----- Extrait choisi

Anne-Sarah Kertudo, à Paris, en décembre 2017. ALEXANDRE ISARD / PASCO

Elle veut changer le dictionnaire. ­Directrice de l’association Droit ­pluriel, créée en 2009, Anne-Sarah Kertudo bataille pour que les définitions actuelles du mot « handicap » soient modifiées dans le Larousse de poche, Le Robert et Le Robert Junior. Signée de la ­productrice de cinéma Fabienne Servan-Schreiber, présidente de Droit pluriel depuis 2015, du Conseil national des barreaux et du Conseil national consultatif des personnes handicapées, une lettre ouverte a été adressée mi-mars aux éditeurs de dictionnaires.


Définition


Elle juge inacceptable que le mot « handicap » soit défini comme un « désavantage quelconque, qui met en état d’infériorité », par le Larousse maxi-poche de 2018. Ou comme une « chose qui diminue les chances de s’épanouir ou de réussir », par Le Robert Junior 2018. Si Isabelle Neltner, des éditions Le Robert, a d’ores et déjà indiqué que cette définition va être retravaillée, en se plaçant « du point de vue de l’empêchement et non de ses conséquences », Larousse n’a pas répondu à leur demande, ni à celle du Monde

Malentendante depuis l’adolescence – désormais appareillée et à la surdité insoupçonnable – et malvoyante depuis 2014, il s’agit pour Anne-Sarah Kertudo d’un des multiples combats qu’elle mène en faveur d’un autre regard sur le handicap.

----------
----- Données fournies

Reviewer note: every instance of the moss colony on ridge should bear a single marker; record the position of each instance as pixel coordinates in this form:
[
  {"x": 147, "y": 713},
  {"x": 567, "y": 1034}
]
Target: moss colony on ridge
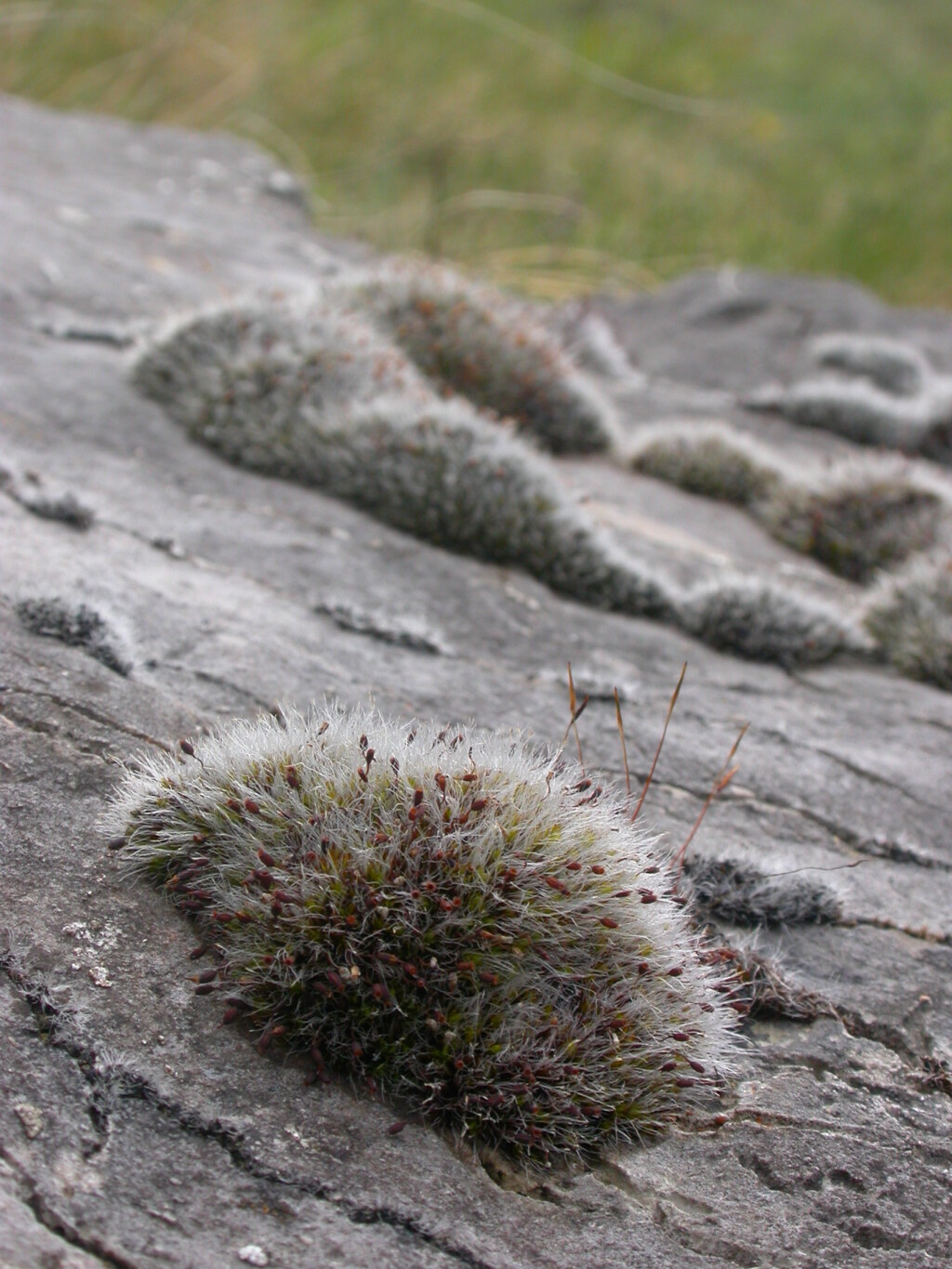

----------

#### [Tâches à réaliser]
- a) Reproduisez le passage de l'article sur Anne-Sarah Kertudo qui débute par les mots contenant « Elle veut changer » et s'achève sur « éditeurs de dictionnaires. ».
- b) Prolongez l'article sur Anne-Sarah Kertudo en reprenant juste après sa dernière phrase.
La liste n'a aucun lien avec l'article sur Anne-Sarah Kertudo.

#### [Réponses successives]
- a)
Elle veut changer le dictionnaire. ­Directrice de l’association Droit ­pluriel, créée en 2009, Anne-Sarah Kertudo bataille pour que les définitions actuelles du mot « handicap » soient modifiées dans le Larousse de poche, Le Robert et Le Robert Junior. Signée de la ­productrice de cinéma Fabienne Servan-Schreiber, présidente de Droit pluriel depuis 2015, du Conseil national des barreaux et du Conseil national consultatif des personnes handicapées, une lettre ouverte a été adressée mi-mars aux éditeurs de dictionnaires.

- b)
Elle a ouvert la première permanence juridique en langue des signes en 2002 à la mairie du 9arrondissement de Paris. La seule pendant des années. Quelque 300 000 personnes sourdes parlent la langue des signes en France – sur les 6 millions de personnes sourdes et malentendantes. Parmi ces signeurs, 80 % sont analphabètes. « Une population marginalisée, isolée, ­totalement oubliée du système », écrit-elle dans son livre Est-ce qu’on entend la mer à Paris ? (L’Harmattan, 2010), qui raconte son parcours et l’histoire de cette permanence. Au sein de son association, elle se bat pour favoriser ­l’accès au droit pour tous, à travers des formations, colloques… Il y a trois ans, la mort dans l’âme, elle a dû arrêter la permanence juridique. « Je ne m’étais pas rendu compte qu’en perdant la vue, je pouvais perdre une langue. »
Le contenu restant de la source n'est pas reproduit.